** begin Data in this exercise **

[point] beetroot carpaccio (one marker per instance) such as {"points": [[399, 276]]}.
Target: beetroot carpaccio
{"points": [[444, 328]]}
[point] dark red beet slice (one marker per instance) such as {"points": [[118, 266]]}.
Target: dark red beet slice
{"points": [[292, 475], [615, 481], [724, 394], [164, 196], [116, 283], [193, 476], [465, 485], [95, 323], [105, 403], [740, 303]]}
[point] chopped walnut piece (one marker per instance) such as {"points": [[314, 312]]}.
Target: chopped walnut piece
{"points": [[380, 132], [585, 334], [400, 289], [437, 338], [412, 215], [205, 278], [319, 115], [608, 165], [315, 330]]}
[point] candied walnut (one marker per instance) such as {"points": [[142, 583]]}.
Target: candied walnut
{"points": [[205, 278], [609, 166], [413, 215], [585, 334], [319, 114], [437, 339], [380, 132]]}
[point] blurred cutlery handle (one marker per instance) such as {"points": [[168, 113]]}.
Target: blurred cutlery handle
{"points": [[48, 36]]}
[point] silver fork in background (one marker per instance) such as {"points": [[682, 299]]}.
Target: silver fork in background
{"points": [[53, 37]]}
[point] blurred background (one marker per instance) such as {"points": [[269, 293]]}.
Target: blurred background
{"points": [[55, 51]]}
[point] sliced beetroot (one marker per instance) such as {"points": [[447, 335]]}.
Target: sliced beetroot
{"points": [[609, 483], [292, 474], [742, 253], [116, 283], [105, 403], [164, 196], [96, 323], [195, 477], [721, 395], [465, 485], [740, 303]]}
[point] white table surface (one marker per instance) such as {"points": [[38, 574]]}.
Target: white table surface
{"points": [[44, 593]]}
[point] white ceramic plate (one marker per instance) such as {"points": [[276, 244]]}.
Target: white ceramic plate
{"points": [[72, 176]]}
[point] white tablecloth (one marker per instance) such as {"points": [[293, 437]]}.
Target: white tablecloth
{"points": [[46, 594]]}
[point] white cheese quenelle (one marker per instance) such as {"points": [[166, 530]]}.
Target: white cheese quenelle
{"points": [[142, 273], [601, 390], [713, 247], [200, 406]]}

** end Data in this exercise **

* [Exercise task]: Render every line above as a numbered list, skipping any blank lines.

* [Answer to this exercise]:
1. [point] beetroot carpaccio (one marker per instance) such as {"points": [[399, 276]]}.
2. Target: beetroot carpaccio
3. {"points": [[444, 328]]}
4. [point] dark red beet slice (one marker per instance) such as {"points": [[118, 266]]}.
5. Target: dark red beet slice
6. {"points": [[292, 475], [615, 481], [724, 394], [164, 196], [116, 283], [193, 476], [465, 485], [95, 323], [105, 403], [740, 303]]}
7. [point] chopped walnut piece (one marker per instance) such as {"points": [[314, 312]]}.
8. Target: chopped walnut piece
9. {"points": [[380, 132], [585, 334], [400, 289], [437, 338], [412, 215], [205, 278], [319, 115], [608, 165], [315, 330]]}
10. [point] candied walnut (one marker per instance) such as {"points": [[142, 583]]}.
11. Target: candied walnut
12. {"points": [[205, 278], [609, 166], [413, 215], [585, 334], [319, 114], [437, 339], [380, 132]]}
13. [point] blurred cutlery handle (one marker per instance) such as {"points": [[168, 113]]}.
14. Target: blurred cutlery handle
15. {"points": [[48, 36]]}
16. [point] silver fork in background (one marker per instance) such as {"points": [[682, 299]]}.
17. Target: silver fork in background
18. {"points": [[53, 37]]}
19. [point] blurred background (one marker per instance) such as {"points": [[269, 293]]}.
20. Target: blurred background
21. {"points": [[55, 51]]}
22. [point] sliced beetroot (one marker per instance) such as {"points": [[447, 335]]}.
23. Target: sliced beetroot
24. {"points": [[609, 483], [292, 474], [742, 253], [116, 283], [105, 403], [164, 196], [96, 323], [195, 477], [721, 395], [465, 485], [740, 303]]}
25. [point] white table surface (one marker per instance) such as {"points": [[38, 574]]}.
26. Target: white table surface
27. {"points": [[44, 593]]}
28. [point] white ceramic plate (one marker per instance) such as {"points": [[276, 244]]}.
29. Target: white ceramic plate
30. {"points": [[72, 176]]}
31. [point] white tablecloth (one marker per instance) such as {"points": [[293, 437]]}.
32. Target: white tablecloth
33. {"points": [[46, 594]]}
34. [point] white cheese quenelle (one marker per instance) such as {"points": [[166, 530]]}.
35. Target: white cheese quenelle
36. {"points": [[142, 273], [601, 390], [713, 247], [200, 406]]}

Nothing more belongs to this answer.